Pick out every line in the rows below that contains the word "order" and copy each one in full.

+ + +

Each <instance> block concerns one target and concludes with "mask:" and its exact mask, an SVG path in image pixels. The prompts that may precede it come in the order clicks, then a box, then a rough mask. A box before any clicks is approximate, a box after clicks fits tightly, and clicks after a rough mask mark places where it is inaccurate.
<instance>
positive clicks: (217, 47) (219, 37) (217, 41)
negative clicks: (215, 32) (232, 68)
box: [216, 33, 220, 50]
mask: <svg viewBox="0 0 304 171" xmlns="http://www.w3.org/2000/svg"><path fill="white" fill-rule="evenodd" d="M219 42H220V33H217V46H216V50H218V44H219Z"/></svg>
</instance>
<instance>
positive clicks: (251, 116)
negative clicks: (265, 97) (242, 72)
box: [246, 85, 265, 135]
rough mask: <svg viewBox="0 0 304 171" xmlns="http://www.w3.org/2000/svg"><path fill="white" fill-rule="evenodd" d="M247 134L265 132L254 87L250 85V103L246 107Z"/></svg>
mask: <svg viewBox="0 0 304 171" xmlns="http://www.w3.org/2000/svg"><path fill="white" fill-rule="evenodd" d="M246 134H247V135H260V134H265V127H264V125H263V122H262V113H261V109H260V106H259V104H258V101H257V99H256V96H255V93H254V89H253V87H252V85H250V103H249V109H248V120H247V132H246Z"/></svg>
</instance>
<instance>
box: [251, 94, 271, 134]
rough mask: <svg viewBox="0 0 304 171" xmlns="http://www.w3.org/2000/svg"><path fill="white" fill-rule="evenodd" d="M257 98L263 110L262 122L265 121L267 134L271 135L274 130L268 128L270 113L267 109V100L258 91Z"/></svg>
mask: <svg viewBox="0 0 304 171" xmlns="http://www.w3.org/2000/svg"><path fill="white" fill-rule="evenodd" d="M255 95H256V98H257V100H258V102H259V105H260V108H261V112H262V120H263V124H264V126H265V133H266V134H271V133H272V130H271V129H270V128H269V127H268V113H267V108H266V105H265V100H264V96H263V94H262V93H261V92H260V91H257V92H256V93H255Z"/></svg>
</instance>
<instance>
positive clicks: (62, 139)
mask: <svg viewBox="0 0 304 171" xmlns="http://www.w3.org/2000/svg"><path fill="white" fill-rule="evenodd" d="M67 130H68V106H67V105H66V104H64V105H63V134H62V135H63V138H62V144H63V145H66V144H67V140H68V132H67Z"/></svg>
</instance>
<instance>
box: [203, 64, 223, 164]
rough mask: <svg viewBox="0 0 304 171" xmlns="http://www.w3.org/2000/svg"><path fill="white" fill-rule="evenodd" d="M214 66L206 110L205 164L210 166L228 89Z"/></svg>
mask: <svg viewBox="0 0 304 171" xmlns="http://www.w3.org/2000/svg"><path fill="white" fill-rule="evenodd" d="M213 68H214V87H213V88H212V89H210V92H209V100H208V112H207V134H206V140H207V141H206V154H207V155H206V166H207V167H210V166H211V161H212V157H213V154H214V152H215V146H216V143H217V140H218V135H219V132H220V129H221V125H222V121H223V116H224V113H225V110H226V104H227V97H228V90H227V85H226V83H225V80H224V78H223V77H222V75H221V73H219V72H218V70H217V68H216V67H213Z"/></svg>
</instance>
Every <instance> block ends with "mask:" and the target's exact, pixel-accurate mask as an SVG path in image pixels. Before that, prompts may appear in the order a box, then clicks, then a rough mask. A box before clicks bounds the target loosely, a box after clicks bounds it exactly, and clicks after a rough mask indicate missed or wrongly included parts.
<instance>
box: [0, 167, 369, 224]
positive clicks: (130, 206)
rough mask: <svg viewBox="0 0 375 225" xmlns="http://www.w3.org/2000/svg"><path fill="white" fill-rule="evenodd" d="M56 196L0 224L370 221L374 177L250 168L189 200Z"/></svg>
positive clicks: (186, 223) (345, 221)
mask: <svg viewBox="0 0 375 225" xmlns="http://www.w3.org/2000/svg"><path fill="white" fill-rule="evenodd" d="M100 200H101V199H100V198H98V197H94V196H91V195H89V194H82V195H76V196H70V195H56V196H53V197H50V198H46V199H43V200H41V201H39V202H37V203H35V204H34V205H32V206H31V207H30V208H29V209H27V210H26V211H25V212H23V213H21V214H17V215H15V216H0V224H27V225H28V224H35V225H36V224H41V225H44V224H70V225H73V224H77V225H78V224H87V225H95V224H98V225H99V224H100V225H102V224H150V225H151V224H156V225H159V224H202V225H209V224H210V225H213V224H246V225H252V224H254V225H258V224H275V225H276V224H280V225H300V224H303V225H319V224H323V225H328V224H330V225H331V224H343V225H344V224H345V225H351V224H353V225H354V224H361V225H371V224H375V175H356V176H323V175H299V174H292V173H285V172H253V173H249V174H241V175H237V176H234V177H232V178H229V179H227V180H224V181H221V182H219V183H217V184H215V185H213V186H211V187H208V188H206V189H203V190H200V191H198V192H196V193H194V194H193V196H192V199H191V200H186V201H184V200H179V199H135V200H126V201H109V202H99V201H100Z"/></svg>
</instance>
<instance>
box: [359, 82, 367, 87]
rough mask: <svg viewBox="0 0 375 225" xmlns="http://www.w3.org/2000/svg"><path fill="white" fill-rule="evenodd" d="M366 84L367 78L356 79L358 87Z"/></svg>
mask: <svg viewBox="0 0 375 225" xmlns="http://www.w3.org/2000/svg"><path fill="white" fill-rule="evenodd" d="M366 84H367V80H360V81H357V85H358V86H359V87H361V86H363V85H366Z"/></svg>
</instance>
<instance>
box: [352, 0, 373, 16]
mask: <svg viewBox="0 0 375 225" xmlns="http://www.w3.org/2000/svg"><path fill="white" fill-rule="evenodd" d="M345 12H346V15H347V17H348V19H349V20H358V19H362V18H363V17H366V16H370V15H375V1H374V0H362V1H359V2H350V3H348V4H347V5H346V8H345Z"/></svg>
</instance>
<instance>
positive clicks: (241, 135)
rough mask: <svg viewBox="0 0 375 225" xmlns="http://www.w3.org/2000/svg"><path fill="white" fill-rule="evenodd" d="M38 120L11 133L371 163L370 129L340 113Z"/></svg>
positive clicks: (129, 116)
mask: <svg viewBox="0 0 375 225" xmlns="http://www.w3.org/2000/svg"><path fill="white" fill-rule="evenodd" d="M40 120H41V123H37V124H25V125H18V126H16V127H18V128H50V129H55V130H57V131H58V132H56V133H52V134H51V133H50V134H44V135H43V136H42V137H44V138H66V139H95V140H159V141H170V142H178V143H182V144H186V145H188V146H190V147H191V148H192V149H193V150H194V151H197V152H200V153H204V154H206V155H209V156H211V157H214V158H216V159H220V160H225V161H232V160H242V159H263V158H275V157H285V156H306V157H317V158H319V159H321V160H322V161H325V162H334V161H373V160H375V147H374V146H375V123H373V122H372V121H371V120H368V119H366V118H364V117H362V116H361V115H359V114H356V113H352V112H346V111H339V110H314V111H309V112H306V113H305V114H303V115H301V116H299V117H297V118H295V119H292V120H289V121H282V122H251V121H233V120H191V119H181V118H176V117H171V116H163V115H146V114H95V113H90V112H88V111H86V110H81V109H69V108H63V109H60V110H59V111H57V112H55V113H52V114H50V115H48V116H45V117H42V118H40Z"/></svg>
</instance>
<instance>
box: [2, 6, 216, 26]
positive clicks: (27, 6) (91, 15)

+ + +

• Problem solution:
Each <instance> block concerns one target and concludes with "mask:" and its exact mask, an SVG path in image pixels. The prompts that may precede it come in the order clicks, then a box, then a rough mask. A box before any clicks is approximate, a box after clicks fits tightly, and clicks after a rough mask mark places where it is inaccurate.
Every <instance> block ends with "mask:" and the target's exact, pixel-accurate mask as an SVG path in image pixels. Before that, prompts may appear in the order a box, then clicks, then a rough mask. A box before clicks bounds the target loosely, a box after clicks bounds it exactly, and clicks after a rough mask indicate missed or wrongly included parts.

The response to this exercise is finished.